Summer is suffering
Jul 17th, 2007 by Jordan
I’m sweating as a I write this. My back feels all wet and drippy against this pleather office chair. I have an overhead ceiling fan on, a window fan that’s on “exhaust” (blowing air out), and two fans running in the other room to try and bring cool air in. It’s still fucking hot in here. And by “here” I mean “Los Angeles.”
I thought this was the sunny/comfortable city? What the hell happened to constant 70 degrees? I get the whole “sunny” thing — it hasn’t rained here in like, I don’t know, forever. But why is it hot at 8:30pm at night? Why damnit, why?
Moreover, why do I have to suffer when I have a wall-unit air conditioner? Ha ha. Funny story! See, every time I turn it on, my throat swells shut and I can’t swallow anything without shoving heavier food on top of it. Like, not even pills go down without trying to swallow food over it.
Even my poor dog is suffering:

Which is why I just bought an air conditioner, much to the screaming objections of my credit card debt. ![]()

#### [Input data]
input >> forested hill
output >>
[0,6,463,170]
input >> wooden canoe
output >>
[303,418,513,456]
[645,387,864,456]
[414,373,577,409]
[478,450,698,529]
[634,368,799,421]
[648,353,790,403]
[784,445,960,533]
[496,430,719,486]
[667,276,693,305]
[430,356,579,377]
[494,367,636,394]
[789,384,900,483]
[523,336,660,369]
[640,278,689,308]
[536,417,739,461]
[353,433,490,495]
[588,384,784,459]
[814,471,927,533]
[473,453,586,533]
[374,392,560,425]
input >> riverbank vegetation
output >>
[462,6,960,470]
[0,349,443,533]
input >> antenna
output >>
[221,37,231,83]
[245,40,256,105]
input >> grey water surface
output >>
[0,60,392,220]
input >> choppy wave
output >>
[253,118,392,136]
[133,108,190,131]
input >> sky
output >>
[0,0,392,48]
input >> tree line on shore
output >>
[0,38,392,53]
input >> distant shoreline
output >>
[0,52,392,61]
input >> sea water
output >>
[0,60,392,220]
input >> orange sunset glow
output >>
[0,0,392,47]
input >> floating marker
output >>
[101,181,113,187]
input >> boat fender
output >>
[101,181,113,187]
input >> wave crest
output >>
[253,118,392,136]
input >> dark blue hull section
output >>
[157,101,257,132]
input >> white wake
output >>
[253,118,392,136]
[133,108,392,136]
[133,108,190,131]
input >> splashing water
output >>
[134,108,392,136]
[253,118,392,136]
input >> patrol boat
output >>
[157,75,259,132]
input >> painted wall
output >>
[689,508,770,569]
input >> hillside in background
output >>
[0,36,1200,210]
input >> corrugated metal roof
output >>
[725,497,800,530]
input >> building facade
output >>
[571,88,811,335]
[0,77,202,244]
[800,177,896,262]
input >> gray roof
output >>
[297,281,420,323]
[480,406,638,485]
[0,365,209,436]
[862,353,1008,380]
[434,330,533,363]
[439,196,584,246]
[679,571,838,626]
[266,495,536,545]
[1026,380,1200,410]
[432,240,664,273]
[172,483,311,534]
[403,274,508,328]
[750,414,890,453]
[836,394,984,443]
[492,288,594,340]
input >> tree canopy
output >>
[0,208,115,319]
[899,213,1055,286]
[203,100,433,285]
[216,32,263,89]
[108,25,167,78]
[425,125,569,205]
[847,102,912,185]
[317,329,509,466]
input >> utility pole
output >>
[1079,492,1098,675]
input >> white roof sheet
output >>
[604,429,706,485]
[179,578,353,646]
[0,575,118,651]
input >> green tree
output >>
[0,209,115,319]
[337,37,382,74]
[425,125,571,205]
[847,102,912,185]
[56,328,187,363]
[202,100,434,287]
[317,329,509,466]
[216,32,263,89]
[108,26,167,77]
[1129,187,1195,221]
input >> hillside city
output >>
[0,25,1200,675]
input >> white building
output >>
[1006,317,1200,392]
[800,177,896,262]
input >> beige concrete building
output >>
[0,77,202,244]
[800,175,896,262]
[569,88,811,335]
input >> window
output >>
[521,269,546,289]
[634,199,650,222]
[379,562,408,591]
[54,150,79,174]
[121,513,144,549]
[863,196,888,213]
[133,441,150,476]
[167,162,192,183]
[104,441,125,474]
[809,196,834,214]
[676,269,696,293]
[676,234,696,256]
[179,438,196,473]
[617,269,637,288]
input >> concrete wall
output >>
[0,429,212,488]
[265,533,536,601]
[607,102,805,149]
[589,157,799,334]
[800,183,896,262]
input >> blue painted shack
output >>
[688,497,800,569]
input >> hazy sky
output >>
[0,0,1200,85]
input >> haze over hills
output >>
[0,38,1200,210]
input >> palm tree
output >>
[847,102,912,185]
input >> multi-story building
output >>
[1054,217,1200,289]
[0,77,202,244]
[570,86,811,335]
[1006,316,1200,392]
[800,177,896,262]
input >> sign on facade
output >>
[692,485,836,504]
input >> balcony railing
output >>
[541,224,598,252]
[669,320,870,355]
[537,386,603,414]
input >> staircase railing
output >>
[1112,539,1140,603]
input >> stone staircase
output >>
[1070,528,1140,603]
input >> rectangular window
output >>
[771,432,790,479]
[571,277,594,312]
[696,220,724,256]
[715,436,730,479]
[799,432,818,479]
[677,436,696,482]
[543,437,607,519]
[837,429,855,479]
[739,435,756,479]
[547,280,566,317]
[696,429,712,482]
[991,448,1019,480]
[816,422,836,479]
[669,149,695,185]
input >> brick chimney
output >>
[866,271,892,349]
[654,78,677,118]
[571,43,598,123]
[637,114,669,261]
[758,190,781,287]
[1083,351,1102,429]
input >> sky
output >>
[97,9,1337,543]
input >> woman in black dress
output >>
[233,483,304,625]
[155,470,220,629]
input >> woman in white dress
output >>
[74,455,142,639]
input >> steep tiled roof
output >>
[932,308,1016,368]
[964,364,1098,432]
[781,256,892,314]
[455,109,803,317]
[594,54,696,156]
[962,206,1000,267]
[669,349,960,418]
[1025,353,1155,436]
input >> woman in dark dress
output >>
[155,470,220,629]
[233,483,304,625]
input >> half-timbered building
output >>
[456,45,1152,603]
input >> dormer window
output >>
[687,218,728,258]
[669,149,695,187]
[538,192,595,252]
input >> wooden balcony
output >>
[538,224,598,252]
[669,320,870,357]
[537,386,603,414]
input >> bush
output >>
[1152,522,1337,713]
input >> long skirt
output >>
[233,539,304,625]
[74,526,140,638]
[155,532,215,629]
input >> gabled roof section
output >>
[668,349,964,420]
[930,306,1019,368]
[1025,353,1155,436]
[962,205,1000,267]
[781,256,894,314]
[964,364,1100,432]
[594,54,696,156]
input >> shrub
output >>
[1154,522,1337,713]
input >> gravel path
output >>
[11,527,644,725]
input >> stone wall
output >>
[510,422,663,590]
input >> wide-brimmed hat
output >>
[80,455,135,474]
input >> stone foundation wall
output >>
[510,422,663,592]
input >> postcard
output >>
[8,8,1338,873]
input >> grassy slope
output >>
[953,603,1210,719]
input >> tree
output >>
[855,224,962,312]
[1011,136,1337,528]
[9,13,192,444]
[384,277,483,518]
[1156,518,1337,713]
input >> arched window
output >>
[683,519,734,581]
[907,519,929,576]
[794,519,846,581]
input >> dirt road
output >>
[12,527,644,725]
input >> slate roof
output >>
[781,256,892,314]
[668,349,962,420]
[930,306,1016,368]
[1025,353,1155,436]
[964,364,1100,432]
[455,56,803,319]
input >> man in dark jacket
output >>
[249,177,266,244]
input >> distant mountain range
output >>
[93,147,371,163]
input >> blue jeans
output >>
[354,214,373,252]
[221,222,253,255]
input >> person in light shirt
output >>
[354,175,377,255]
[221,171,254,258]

#### [Instructions]
[a] In the summer heat post:
(i) At what time of night is it still hot?
(ii) How many fans are running in the other room?
(iii) What happens to the writer's throat when the wall-unit air conditioner is on?
[b] Can you carry the summer heat post forward from its final sentence?
The data has no connection to the summer heat post.

#### [Results in order]
[a]
(i) 8:30pm
(ii) Two
(iii) It swells shut.

[b]
I don’t dare call my landlady and demand she replace the biological weapon mounted in my wall, since she’s completely neurotic and will probably tell me that Jesus wants me dead. Don’t laugh — when I didn’t have a pen to write my deposit check with, she said that if she couldn’t find one in her purse, then the Holy Spirit was telling her that I’m not the right person for this apartment. Now I’m beginning to think that’s true.
And to make matters worse? My across-the-hall neighbor has left his kitty-shit tied up in a plastic bag on the landing outside our door for the past 24 hours because he’s too lazy to bring it down to the dumpster out back. And I’m too stubborn to do it for him. So we both suffer!